**** Source document

The airport road is irregular, lined with ugly, communist-era buildings, and billboards advertising products from bygone years.

One of the ads shows the face of an obscure French girl with bangs—she’ll be giving a live performance in Budapest on March 17th. I watch a succession of identical boards in amazement, because the woman’s name is Mireille Mathieu, and she is seventy years old.

I’ve driven in from the southeast, a stone’s throw from the Romanian border at Vărșand—they’re big on accents in Hungary also, piling three or four on top of a single word. I’m stuck in a mental mire of childhood, somewhere between Radio Moscow and Tintin.

My history was essentially learned from Tintin books—when the young reporter is in the fascist country of Borduria the diacritical mark is a set of whiskers—and this trip is like a journey through the past.

Toward Romania, the roads are narrow and dangerous, and the locals overtake the endless lines of trucks with suicidal abandon. And no one smiles. Not when I get the car, not in restaurants, hotels, TV, not anywhere.

Radio stations reveal the soul of a country. On the road, only one station is barely tuneable, providing endless monotonic discussions. No one laughs. There’s no music. Finally, they play a track—a cross between heavy metal and the Eurovision song contest.

I pass buildings with triple barbed wire fencing. Mounted in the center of a traffic circle is a Mig fighter, climbing at thirty degrees, painted cold-war green. I’ve been embedded in the bowels of a Le Carré novel, and around me I see Jerry Westerby, Toby Esterhase, and of course, Karla.

These are the flat plains of central Europe, the ones you saw on TV with columns of refugees lining the verges. Timisioara is down the road, and from there it’s a straight line to Sofia and Istanbul.

This is the Syrian trail, and I wonder out loud how many of those big rigs are smuggling people, desperate to flee a war they didn’t start.

The House of Terror on Andrássy út holds some clues to the dour disposition of the population. I know this isn’t going to be easy, so I fortify myself at the Regõs tavern in Sofia Street. Hungary is big on sweet white wine, whereas I like mine dry and red—even when I’m eating pike.

A drop of Portuguese villany, Hungarian-style.

A drop of Portuguese villany, Hungarian-style. None of that ‘hints of quince and peach nose’ crap, this one is smooth, easygoing, and charming.

********
**** Listed records

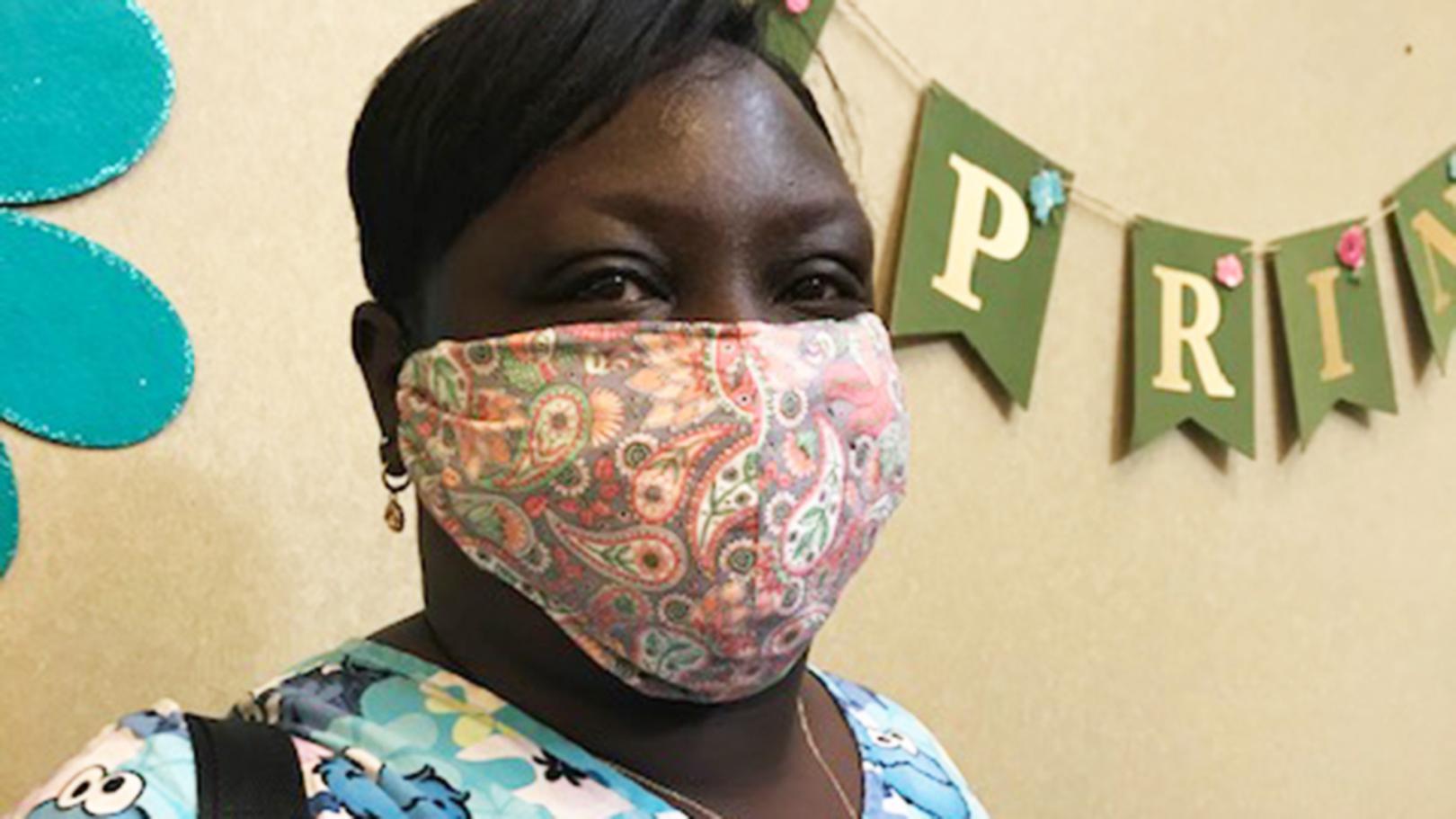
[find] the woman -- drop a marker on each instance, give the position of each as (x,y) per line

********
**** Listed records

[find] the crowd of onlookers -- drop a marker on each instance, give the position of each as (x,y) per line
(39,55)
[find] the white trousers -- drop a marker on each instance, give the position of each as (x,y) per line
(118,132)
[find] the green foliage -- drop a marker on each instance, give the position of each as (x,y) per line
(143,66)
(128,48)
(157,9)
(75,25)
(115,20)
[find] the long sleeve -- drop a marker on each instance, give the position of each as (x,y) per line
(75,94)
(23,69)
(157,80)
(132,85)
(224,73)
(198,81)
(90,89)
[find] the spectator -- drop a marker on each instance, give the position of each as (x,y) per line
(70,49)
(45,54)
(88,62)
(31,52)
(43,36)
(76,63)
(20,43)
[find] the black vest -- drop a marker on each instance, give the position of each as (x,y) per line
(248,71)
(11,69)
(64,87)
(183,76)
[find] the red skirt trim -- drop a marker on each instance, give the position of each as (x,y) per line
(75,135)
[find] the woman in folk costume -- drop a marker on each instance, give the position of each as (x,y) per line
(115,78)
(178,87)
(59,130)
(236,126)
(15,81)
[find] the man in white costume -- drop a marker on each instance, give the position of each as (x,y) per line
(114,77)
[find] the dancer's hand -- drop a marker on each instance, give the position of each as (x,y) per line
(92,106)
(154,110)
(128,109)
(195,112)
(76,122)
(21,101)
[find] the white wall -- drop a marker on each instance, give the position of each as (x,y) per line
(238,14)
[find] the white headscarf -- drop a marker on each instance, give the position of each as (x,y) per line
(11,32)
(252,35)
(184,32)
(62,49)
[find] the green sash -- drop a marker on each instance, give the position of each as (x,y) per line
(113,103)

********
**** Listed records

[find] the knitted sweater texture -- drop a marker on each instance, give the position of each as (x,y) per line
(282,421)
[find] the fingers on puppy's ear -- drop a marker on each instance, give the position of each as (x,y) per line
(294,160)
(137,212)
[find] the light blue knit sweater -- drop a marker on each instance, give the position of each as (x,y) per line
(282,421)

********

• [Instructions]:
• A. Tally the lines in the records that contain the string "sweater", treating case as significant, and give only the number.
• B. Please write a continuation of the travel piece about Hungary, picking up after its final sentence.

• [Answers to the exercises]:
• A. 2

• B.
I’m piqued by something that loosely translates as Portuguese villany—perhaps an echo of The India Road, and a couple of glasses later am face-to-face with a genuine Soviet T-54 tank, the most widely produced beast of that ilk. The Soviets manufactured about ninety thousand from 1947 onward, and the tanks became a mainstay of Warsaw Pact armies.

The T54/55 range have fought more battles than any other tank, and you can purchase one for about forty-five thousand bucks from a company called mortar investments—a Czech outfit fully appraised with Soviet ordnance—if you’re wondering, a mortar is a ‘short smooth-bore gun for firing shells (technically called bombs) at high angles’.

Andrássy is one of Budapest’s most emblematic boulevards, taking you west across the chain bridge toward Buda. But east of the Oktogon, Nº 60 has the dubious honor of having been party headquarters of the Hungarian Nazis, and subsequently HQ for the ÁVO, the Communist secret police.

There is no spirit of ‘truth and reconciliation’ here, just some extremely graphic artifacts of suffering. Without any mollycoddling, you watch live footage of bulldozers pushing truckloads of bony corpses, some with missing limbs or heads, into mass graves. The Nazi section is mercifully short, with Arrowcross uniforms and memorabilia, but that’s only because the subsequent Soviet part is huge—after all, the Nazis were there for six years, but the Communists (Soviets from 1956 onward) were there for forty-five years.

The arrowcross of the Hungarian Nazi party, a fearful image during the Second World War. In the 1939 elections, one in three votes from the working class area of Budapest went to the Arrowcross Party. Sound familiar?

The arrowcross of the Hungarian Nazi party, a fearful image during the Second World War. In the 1939 elections, one in three votes from the working class area of Budapest went to the Arrowcross Party. Sound familiar?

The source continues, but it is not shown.